* CHALLENGE *
Copy out word for word the lines starting with the one that contains "Label the maroon" and going on through the one that contains "the black 'tes".

Object point labels:
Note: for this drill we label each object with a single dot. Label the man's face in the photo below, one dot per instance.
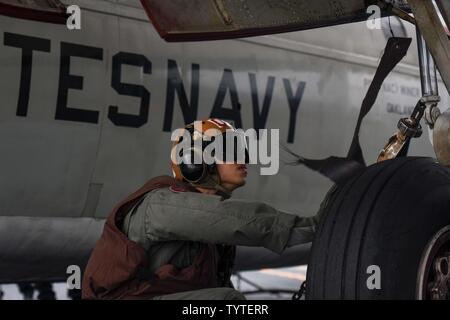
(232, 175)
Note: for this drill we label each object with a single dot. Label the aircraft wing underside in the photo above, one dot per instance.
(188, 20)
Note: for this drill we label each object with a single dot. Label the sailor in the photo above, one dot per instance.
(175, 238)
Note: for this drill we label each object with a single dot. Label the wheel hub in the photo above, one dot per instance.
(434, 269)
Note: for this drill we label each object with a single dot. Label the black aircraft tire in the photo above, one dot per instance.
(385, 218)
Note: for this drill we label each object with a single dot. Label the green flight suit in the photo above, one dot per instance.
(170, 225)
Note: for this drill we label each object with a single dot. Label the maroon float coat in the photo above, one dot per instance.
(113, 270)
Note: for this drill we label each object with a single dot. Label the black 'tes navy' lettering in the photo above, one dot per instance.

==

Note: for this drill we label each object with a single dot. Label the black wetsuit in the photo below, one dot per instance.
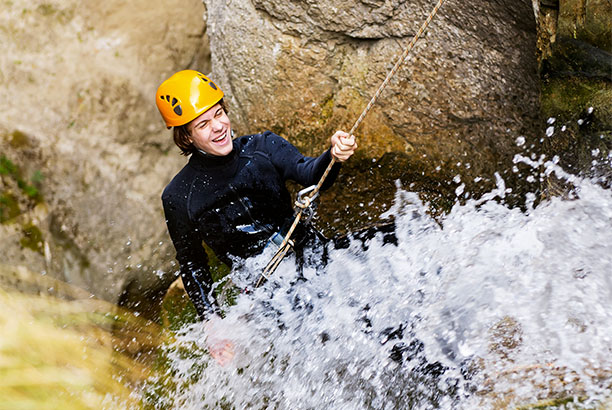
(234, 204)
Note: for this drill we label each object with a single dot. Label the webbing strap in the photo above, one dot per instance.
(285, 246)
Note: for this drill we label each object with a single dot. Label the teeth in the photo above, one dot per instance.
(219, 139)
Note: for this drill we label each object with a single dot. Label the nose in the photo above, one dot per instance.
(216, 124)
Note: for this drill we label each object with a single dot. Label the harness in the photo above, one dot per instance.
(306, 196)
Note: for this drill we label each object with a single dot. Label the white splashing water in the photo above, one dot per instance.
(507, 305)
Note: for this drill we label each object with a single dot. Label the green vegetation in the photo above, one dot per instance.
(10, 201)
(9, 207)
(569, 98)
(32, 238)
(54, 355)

* SOLUTION TO THE EXERCISE *
Note: for this drill we label each object with a single dot. Label the maroon float coat in the photo above, one dot per instance.
(113, 270)
Note: for this drill we label each object with a single dot. Label the black 'tes navy' lettering in the photo above, one dot per instance.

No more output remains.